TEXT below:

Agent Evaluation
Test, measure, and improve AI agent performance systematically
Agent Evaluation
Build comprehensive testing and evaluation frameworks for AI agents
TL;DR
You can't improve what you don't measure. Create benchmark suites (standard tasks, edge cases, adversarial tests), run your agent against them, and track metrics: success rate, time, quality score. Compare across agent versions to catch regressions.
What You'll Learn
- Designing agent evaluation benchmarks
- Measuring task completion and quality
- Testing agent robustness and safety
- Continuous evaluation in production
Tech Stack
| Component | Technology |
|---|---|
| Testing | pytest + custom |
| Metrics | Custom framework |
| Tracing | LangSmith |
| Monitoring | Prometheus |
Evaluation Framework
┌─────────────────────────────────────────────────────────────────────────────┐
│ AGENT EVALUATION PIPELINE │
├─────────────────────────────────────────────────────────────────────────────┤
│ │
│ ┌─────────────────────┐ ┌─────────────┐ ┌───────────────────────┐ │
│ │ BENCHMARKS │ │ │ │ METRICS │ │
│ │ │ │ │ │ │ │
│ │ • Task Suite │ │ │ │ • Success Rate │ │
│ │ (standard tests) │───►│ AGENT │───►│ • Efficiency (time) │ │
│ │ • Edge Cases │ │ │ │ • Quality Score │ │
│ │ (boundary tests) │ │ │ │ • Safety Checks │ │
│ │ • Adversarial │ │ │ │ │ │
│ │ (attack tests) │ │ │ │ │ │
│ └─────────────────────┘ └─────────────┘ └───────────┬───────────┘ │
│ │ │
│ ▼ │
│ ┌──────────────────────────┐ │
│ │ ANALYSIS │ │
│ │ │ │
│ │ • Reports (MD, JSON) │ │
│ │ • Regression Detection │ │
│ │ • Version Comparison │ │
│ │ • Failure Analysis │ │
│ └──────────────────────────┘ │
│ │
└─────────────────────────────────────────────────────────────────────────────┘Project Structure
agent-evaluation/
├── src/
│ ├── __init__.py
│ ├── benchmarks/
│ │ ├── __init__.py
│ │ ├── task_suite.py # Standard tasks
│ │ ├── edge_cases.py # Edge case tests
│ │ └── adversarial.py # Adversarial tests
│ ├── metrics/
│ │ ├── __init__.py
│ │ ├── success.py # Success metrics
│ │ ├── efficiency.py # Cost/time metrics
│ │ └── quality.py # Output quality
│ ├── evaluator.py # Main evaluator
│ └── reporter.py # Results reporting
├── tests/
├── benchmarks/ # Benchmark data
└── requirements.txtImplementation
Step 1: Setup
openai>=1.0.0
langchain>=0.1.0
pytest>=7.0.0
pandas>=2.0.0
numpy>=1.24.0
langsmith>=0.0.60
pydantic>=2.0.0
rich>=13.0.0Step 2: Benchmark Definition
"""

End of TEXT.

REQUIRED ACTION
Write the next part of the agent evaluation guide, picking up inside the Step 2 benchmark definition code where the page stops. The lines after this page play no part in the work.

THE DATA below:

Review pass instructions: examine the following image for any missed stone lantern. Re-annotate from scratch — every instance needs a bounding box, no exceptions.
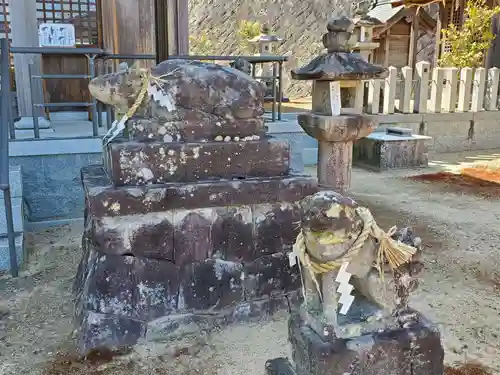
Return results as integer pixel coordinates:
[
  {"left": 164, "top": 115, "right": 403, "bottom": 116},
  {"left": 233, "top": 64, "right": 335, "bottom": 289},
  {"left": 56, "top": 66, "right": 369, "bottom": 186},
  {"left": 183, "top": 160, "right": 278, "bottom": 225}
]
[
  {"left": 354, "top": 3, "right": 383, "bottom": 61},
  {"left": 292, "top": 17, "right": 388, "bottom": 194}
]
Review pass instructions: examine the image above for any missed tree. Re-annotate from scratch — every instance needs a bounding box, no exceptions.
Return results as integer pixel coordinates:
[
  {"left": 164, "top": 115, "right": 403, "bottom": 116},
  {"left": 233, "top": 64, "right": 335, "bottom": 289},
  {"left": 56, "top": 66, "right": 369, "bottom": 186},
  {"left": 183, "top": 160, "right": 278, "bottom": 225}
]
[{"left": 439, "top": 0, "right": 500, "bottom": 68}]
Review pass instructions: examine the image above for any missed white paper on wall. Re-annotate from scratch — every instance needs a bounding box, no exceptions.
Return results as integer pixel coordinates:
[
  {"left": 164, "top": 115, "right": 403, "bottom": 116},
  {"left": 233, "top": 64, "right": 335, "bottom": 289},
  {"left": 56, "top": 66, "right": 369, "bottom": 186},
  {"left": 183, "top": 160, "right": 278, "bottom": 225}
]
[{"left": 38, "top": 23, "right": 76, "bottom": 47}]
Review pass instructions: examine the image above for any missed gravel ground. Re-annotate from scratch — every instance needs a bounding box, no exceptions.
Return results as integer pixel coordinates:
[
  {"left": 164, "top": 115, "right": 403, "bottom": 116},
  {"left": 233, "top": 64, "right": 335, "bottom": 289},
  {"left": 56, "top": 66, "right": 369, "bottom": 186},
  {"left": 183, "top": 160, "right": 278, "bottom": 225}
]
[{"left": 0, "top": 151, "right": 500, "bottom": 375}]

End of THE DATA.

YOUR RESPONSE
Benchmark definitions for agent evaluation.
"""
from dataclasses import dataclass, field
from typing import Optional, Callable, Any
from enum import Enum
class Difficulty(Enum):
EASY = "easy"
MEDIUM = "medium"
HARD = "hard"
class Category(Enum):
RESEARCH = "research"
REASONING = "reasoning"
CODING = "coding"
WRITING = "writing"
MATH = "math"
MULTI_STEP = "multi_step"
@dataclass
class BenchmarkTask:
"""A single evaluation task."""
id: str
name: str
description: str
input: str
expected_output: Optional[str] = None
validation_fn: Optional[Callable[[str], bool]] = None
category: Category = Category.REASONING
difficulty: Difficulty = Difficulty.MEDIUM
max_time_seconds: int = 60
required_tools: list[str] = field(default_factory=list)
metadata: dict = field(default_factory=dict)
@dataclass
class BenchmarkResult:
"""Result of running a benchmark task."""
task_id: str
success: bool
output: str
time_seconds: float
tokens_used: int
tool_calls: int
error: Optional[str] = None
score: float = 0.0 # 0-1 quality score
class BenchmarkSuite:
"""Collection of benchmark tasks."""
def __init__(self, name: str):
self.name = name
self.tasks: list[BenchmarkTask] = []
def add_task(self, task: BenchmarkTask) -> None:
self.tasks.append(task)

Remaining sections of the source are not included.